Description of the task: Give the data a second time, exactly and in full.
** begin Data entries **
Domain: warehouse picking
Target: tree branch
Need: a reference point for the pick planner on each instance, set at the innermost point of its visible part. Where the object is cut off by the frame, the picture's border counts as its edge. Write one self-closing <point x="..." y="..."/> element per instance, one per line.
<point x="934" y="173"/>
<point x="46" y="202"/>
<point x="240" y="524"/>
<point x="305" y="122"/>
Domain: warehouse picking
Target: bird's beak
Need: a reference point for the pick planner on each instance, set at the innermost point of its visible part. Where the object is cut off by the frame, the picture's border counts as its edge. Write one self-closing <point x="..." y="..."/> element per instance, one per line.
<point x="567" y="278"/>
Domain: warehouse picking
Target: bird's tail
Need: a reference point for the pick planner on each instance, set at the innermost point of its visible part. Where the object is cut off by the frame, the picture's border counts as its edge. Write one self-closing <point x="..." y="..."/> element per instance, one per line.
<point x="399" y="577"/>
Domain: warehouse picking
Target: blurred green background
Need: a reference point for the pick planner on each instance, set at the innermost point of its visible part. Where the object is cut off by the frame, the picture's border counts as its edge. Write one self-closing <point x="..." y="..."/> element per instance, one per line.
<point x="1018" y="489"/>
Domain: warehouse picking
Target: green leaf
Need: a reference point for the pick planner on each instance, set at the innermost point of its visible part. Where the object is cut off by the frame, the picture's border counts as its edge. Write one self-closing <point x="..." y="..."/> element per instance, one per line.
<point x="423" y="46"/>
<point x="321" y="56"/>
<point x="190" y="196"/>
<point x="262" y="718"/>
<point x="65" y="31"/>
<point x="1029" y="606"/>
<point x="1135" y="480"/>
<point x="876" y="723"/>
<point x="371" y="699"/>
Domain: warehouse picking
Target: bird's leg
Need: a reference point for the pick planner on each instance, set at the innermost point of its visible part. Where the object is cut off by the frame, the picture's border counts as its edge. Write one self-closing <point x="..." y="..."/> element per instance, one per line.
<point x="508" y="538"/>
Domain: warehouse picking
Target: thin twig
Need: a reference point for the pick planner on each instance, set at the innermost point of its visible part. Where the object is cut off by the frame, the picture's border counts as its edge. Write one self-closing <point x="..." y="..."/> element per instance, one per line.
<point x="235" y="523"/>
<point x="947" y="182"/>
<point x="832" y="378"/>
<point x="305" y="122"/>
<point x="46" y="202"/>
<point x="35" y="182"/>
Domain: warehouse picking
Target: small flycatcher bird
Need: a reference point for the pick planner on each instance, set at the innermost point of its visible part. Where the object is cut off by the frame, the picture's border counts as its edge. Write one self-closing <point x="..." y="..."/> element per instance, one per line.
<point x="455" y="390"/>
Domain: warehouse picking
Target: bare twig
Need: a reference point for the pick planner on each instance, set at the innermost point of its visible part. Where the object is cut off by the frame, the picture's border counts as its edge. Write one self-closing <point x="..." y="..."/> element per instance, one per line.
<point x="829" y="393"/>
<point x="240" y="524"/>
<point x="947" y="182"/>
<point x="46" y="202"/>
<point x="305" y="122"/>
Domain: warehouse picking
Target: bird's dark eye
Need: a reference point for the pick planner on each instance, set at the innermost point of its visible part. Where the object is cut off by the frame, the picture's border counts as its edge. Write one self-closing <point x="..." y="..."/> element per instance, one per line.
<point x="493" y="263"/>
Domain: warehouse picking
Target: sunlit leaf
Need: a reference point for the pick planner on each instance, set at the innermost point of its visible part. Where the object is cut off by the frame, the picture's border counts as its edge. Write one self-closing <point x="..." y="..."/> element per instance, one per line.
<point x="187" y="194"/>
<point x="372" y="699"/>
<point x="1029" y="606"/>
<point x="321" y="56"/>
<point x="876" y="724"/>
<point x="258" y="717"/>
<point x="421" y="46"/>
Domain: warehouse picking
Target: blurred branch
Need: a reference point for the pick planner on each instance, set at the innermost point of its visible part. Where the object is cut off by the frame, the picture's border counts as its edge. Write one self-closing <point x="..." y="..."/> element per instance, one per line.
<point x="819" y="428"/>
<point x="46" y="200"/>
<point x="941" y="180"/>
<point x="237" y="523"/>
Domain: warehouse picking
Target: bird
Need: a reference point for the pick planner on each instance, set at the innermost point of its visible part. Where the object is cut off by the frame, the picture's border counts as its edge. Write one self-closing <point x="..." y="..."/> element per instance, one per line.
** end Data entries **
Solution:
Domain: warehouse picking
Target: tree branch
Need: a reference point for the pick planner on each instance, set at the innermost point of its visible part. Where the object is cut off by the frame, the picture's border counts as its edge. Write one self-closing <point x="..." y="..."/> element per instance, one per line.
<point x="934" y="173"/>
<point x="46" y="202"/>
<point x="240" y="524"/>
<point x="305" y="122"/>
Domain: warehouse picking
Target: bird's beak
Need: a reference point for the pick planner on each instance, set at the innermost point of its visible part. Where the object is cut off by the frame, the picture's border counts as its edge. Write one self-closing <point x="..." y="..."/> element per instance, one per line.
<point x="567" y="278"/>
Domain: warehouse picking
Target: bird's tail
Need: a reference point for the pick planner on each instance, set at the innermost point of its visible part. Where the object is cut off by the frame, the picture's border counts as its edge. Write one self-closing <point x="..." y="..."/> element per instance, one per line.
<point x="399" y="577"/>
Domain: warehouse picking
Target: blurred green background
Need: a reference point for the pick planner on each instance, set at the innermost point of its visible part. Where the object is cut off by the frame, the picture's border counts as its edge. Write one self-closing <point x="..." y="..."/> element per instance, one per line.
<point x="1018" y="489"/>
Domain: warehouse picking
Target: green leaf
Need: a reference point for the pick planner on each instance, set at the innermost point of its visible part. Where the object is cut off by the frame, the picture's border counts as its edge. Write one self-closing <point x="..." y="..."/> element per instance, one per line.
<point x="423" y="46"/>
<point x="321" y="56"/>
<point x="190" y="196"/>
<point x="262" y="718"/>
<point x="65" y="31"/>
<point x="1029" y="606"/>
<point x="1135" y="480"/>
<point x="876" y="723"/>
<point x="371" y="699"/>
Domain: warehouse picking
Target: bird's leg
Need: a reference point for the pick planner on each instance, set at the innermost point of its visible part. Where the object is cut off by the frame, the picture's border counts as its edge. Write one self-closing <point x="..." y="..."/> element per instance, one per line.
<point x="508" y="538"/>
Domain: warehouse picking
Target: thin twig
Need: a reference point for the pick planner on each instance, set at the innermost point of its visible part. Where the object is cut off by the frame, the picture's border counts as its edge. Write one self-closing <point x="..." y="..."/> element per instance, one per line.
<point x="235" y="523"/>
<point x="947" y="182"/>
<point x="832" y="378"/>
<point x="305" y="122"/>
<point x="46" y="202"/>
<point x="35" y="182"/>
Domain: warehouse picking
Target: small flycatcher bird
Need: a reference point for the pick planner on each instance, set at the innermost point of its visible part. Where the object is cut off by the frame, the picture's border counts as its edge. Write one self-closing <point x="..." y="..."/> element per instance, one per line.
<point x="455" y="390"/>
Domain: warehouse picking
Target: bare twig
Need: a reference point for the pick planner on each instance, set at the innermost point of its visible part. Where the object is cut off by the frame, the picture's border counts as its edge. Write one self-closing <point x="..." y="..."/> element per instance, one per line.
<point x="829" y="393"/>
<point x="240" y="524"/>
<point x="947" y="182"/>
<point x="46" y="202"/>
<point x="305" y="122"/>
Domain: warehouse picking
Target: bird's dark eye
Need: a reference point for the pick planner on each instance, set at the innermost point of its visible part. Where the object is cut off by the frame, the picture's border counts as its edge. Write one self-closing <point x="..." y="..."/> element per instance, one per line.
<point x="493" y="263"/>
Domain: warehouse picking
Target: sunlit leaf
Need: a reference point for the pick planner on each instance, set at the innermost point of its visible part. Where the object is cut off by the frame, the picture's border counts as its edge. Write one self-closing <point x="..." y="..."/> element per instance, one per line.
<point x="187" y="194"/>
<point x="372" y="699"/>
<point x="1029" y="606"/>
<point x="321" y="56"/>
<point x="876" y="724"/>
<point x="258" y="717"/>
<point x="421" y="46"/>
Domain: warehouse picking
Target: blurred branch
Need: a reference point for the pick planner on each instance, set at the innermost point of its visible part. Where the object is cut off by the frame, the picture's border counts as its edge. Write one self-closing <point x="..." y="..."/> element per instance, one per line.
<point x="819" y="428"/>
<point x="46" y="200"/>
<point x="941" y="180"/>
<point x="237" y="523"/>
Domain: warehouse picking
Target: bird
Need: a reference point for the pick planner on each instance, set at the innermost point of its visible part. Where the object is cut off by the frame, the picture's border counts as its edge. Write one self-closing <point x="..." y="..."/> element per instance, one per line.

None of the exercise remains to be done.